++++ Extrait du texte ++++
Un an après l'échec de la semaine des barricades, alors que le gouvernement français souhaite manifestement se désengager en Algérie, elle est créée à Madrid, lors d'une rencontre entre deux activistes importants, Jean-Jacques Susini et Pierre Lagaillarde, ralliant par la suite des militaires de haut rang, notamment le général Raoul Salan.
Le sigle « OAS » fait volontairement référence à l’Armée secrète (AS) de la Résistance. Il apparaît sur les murs d'Alger le 16 mars 1961, et se répand ensuite en Algérie et en métropole, lié à divers slogans : « L'Algérie est française et le restera », « OAS vaincra », « l'OAS frappe où elle veut et quand elle veut », etc.
Sur le plan pratique, il ne s'agit pas d'une organisation centralisée unifiée ; d'une façon très générale, elle est divisée en trois branches plus ou moins indépendantes, parfois rivales : l'« OAS Madrid », l'« OAS Alger » et l'« OAS Métro »[2].
L'OAS est responsable de 1 700 à 2 200 morts, principalement en Algérie.
L'OAS se présente comme la manifestation la plus radicale de la volonté d'une partie de l'armée et de civils de conserver l'Algérie française, où vivaient un million d'habitants ayant le statut de citoyens français, et huit millions d'Algériens ayant un statut juridique différent. L'Algérie ayant alors le statut de département français, l'OAS voulait s'opposer par tous les moyens à la politique d'autodétermination mise en place par Charles de Gaulle à partir de la fin de l'année 1959.
Le général de Gaulle est arrivé au pouvoir en 1958, quelques jours après le putsch d'Alger du 13 mai 1958. Ses premières déclarations (« Je vous ai compris » le 4 juin 1958 à Alger et « Vive l'Algérie française » le 6 juin à Mostaganem) semblent porter les valeurs de l'Algérie française. Néanmoins, il ne manque pas d'annoncer à plusieurs occasions (à Alger, Oran, Constantine, Bône) « qu'il n'y a en Algérie que des Français à part entière avec les mêmes droits et les mêmes devoirs »[3], signifiant de fait que le système colonial tel qu'il existait en Algérie ne pouvait plus être maintenu en l'état, et, après Mostaganem, il ne prononcera plus les mots d'« Algérie française »[4]. La mise en place du plan de Constantine (économique) en octobre 1958 et du plan Challe (militaire) en février 1959 indique la volonté du gouvernement de conserver une Algérie où la France joue un rôle actif et rassure provisoirement les Français d'Algérie. À plusieurs occasions au cours de l'année 1959, de Gaulle souligne le caractère propre de l'Algérie et que son avenir dépendra du vote de ses habitants[5], mais la plupart de ces déclarations ne suscitent guère de réactions. C'est le discours de De Gaulle du 16 septembre 1959[6] proposant l'autodétermination sur l'avenir de l'Algérie qui suscite la surprise dans tous les milieux, et la stupéfaction dans la population européenne d'Algérie. Ce discours ouvre trois possibilités : la francisation (un seul pays réunissant la France et l'Algérie et dont tous les citoyens ont les mêmes droits), l'autonomie (une fédération entre la France et l'Algérie), la sécession (conduisant à l'indépendance).
++++ Entrées extraites ++++
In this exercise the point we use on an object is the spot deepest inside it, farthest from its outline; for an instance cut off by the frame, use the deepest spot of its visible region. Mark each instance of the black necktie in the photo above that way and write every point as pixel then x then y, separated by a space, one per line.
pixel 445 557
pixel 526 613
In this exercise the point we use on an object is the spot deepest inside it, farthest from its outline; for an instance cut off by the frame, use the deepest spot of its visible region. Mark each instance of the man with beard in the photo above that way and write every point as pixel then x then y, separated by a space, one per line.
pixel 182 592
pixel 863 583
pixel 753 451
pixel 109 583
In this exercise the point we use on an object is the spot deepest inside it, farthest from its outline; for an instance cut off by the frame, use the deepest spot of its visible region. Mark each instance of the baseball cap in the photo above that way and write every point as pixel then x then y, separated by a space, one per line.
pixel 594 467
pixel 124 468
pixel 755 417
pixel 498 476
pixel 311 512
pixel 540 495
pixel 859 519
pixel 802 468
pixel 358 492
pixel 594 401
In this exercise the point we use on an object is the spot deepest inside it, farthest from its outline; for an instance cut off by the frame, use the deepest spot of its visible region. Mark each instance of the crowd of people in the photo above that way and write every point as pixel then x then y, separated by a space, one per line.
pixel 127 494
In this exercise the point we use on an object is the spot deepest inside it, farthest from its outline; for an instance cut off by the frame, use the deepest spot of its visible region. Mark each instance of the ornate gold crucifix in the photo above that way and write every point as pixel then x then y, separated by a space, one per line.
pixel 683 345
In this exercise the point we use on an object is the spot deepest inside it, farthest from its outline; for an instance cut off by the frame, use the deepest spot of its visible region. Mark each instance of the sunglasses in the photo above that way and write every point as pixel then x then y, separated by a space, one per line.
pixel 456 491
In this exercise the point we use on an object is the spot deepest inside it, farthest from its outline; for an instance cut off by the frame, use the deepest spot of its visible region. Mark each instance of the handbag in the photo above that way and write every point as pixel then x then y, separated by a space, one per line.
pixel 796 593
++++
Consigne 1:
Traduisez en anglais cette phrase de l'extrait sur l'OAS : « L'OAS est responsable de 1 700 à 2 200 morts, principalement en Algérie. »
Consigne 2:
Convertissez en tableau Markdown les lignes du listing, en commençant à celle qui contient « of the handbag » et en terminant à la fin du listing, bornes incluses et lignes vides omises. Utilisez les colonnes « N° » (numéro de rang) et « Ligne ».
Le texte et le listing sont indépendants l'un de l'autre.

Résultat attendu 1:
The OAS is responsible for 1,700 to 2,200 deaths, mainly in Algeria.

Résultat attendu 2:
| N° | Ligne |
|---|---|
| 1 | In this exercise the point we use on an object is the spot deepest inside it, farthest from its outline; for an instance cut off by the frame, use the deepest spot of its visible region. Mark each instance of the handbag in the photo above that way and write every point as pixel then x then y, separated by a space, one per line. |
| 2 | pixel 796 593 |